▶ _Required actions_:
• a. Answer these questions from the passage on MTIA:
(i) What does MTIA accelerate, and for which company?
(ii) How many parameters does the LLaMA language model have?
(iii) Which models run ChatGPT and Bard, respectively?
• b. List the companies for which, according to the passage on MTIA, the $1 trillion club was reserved.
• c. Update the part of the passage on MTIA that opens with the words containing "GPUs are at" and closes with "(non-competitor to GPT4).", replacing "tough competition" with "strong competition".

MTIA is an ASIC for accelerating AI workloads for Meta, which can beat traditional GPUs in efficiency.
GPUs are at the heart of AI training. Simply selling the most GPUs in the market made Nvidia a $1 trillion company (temporarily) just recently, a club reserved for Alphabet, Amazon, Apple, and Microsoft. Unsurprisingly, an ex-member of this coveted club is Meta (parent company of Facebook). Meta is one of the leading AI empires and its 65-billion-parameter LLaMA language model is open source, giving tough competition to OpenAI’s GPT and Google’s PaLM models that run ChatGPT and Bard, respectively. In fact, Meta’s sheer influence is likely the reason why OpenAI decided to launch its own open-source language model (non-competitor to GPT4).

[Region pointing data]

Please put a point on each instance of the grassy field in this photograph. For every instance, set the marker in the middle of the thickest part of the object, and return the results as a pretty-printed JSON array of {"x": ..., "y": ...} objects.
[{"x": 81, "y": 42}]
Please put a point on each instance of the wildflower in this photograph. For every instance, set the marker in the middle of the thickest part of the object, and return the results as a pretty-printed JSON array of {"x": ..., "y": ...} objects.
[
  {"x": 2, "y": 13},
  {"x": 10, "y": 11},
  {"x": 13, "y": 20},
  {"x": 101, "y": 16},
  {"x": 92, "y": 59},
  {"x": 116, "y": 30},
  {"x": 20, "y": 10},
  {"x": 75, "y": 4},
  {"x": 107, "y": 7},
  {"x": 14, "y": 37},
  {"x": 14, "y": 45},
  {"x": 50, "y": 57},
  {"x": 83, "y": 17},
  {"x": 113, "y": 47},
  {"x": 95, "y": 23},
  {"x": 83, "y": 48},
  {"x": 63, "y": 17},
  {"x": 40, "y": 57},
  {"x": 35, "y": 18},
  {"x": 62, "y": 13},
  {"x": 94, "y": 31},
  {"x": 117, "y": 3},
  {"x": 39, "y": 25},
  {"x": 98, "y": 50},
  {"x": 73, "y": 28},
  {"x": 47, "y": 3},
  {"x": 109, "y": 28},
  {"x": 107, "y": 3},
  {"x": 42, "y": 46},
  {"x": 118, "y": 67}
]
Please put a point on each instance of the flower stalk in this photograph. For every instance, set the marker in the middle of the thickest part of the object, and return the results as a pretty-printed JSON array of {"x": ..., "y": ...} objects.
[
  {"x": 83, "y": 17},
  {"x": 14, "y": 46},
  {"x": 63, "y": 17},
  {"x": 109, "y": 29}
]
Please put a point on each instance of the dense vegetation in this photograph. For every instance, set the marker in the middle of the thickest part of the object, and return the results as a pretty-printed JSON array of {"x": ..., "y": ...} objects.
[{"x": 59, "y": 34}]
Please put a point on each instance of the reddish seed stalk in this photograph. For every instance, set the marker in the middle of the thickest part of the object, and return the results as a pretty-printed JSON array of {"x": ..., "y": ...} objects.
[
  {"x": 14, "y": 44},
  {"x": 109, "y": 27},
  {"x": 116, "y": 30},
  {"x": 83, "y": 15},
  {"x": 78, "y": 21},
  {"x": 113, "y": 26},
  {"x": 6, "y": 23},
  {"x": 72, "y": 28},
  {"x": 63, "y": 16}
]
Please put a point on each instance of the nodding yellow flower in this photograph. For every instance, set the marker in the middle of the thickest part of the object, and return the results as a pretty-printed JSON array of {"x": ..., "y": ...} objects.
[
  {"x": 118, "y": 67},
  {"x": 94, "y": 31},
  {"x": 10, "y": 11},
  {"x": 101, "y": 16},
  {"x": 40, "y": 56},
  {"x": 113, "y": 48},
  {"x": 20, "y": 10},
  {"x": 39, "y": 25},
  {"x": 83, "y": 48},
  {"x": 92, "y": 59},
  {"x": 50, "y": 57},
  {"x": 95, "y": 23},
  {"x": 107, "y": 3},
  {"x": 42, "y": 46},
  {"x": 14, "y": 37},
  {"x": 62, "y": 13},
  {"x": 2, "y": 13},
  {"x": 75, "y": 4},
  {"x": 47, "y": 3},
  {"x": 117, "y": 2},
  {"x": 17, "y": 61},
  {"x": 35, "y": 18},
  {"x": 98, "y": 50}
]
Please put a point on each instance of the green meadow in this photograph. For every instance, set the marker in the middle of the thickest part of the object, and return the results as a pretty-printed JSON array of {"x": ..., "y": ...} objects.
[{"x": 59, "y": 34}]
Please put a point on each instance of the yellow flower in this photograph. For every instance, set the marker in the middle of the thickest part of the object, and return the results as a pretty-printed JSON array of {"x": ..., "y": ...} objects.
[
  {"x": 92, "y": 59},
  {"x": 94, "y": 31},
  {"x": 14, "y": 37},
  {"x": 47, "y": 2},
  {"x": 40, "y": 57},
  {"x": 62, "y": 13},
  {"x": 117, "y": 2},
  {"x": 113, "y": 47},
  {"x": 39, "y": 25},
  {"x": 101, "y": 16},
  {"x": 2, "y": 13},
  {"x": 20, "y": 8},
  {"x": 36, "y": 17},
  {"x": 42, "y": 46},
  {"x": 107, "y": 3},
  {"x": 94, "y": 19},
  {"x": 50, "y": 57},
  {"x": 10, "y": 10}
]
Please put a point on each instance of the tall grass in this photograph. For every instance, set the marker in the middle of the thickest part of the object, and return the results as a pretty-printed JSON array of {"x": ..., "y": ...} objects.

▶ _Answers to each task_:
• a.
(i) MTIA accelerates AI workloads for Meta.
(ii) The LLaMA language model has 65 billion parameters.
(iii) GPT runs ChatGPT, and PaLM runs Bard.

• b. Alphabet, Amazon, Apple, Microsoft

• c.
GPUs are at the heart of AI training. Simply selling the most GPUs in the market made Nvidia a $1 trillion company (temporarily) just recently, a club reserved for Alphabet, Amazon, Apple, and Microsoft. Unsurprisingly, an ex-member of this coveted club is Meta (parent company of Facebook). Meta is one of the leading AI empires and its 65-billion-parameter LLaMA language model is open source, giving strong competition to OpenAI’s GPT and Google’s PaLM models that run ChatGPT and Bard, respectively. In fact, Meta’s sheer influence is likely the reason why OpenAI decided to launch its own open-source language model (non-competitor to GPT4).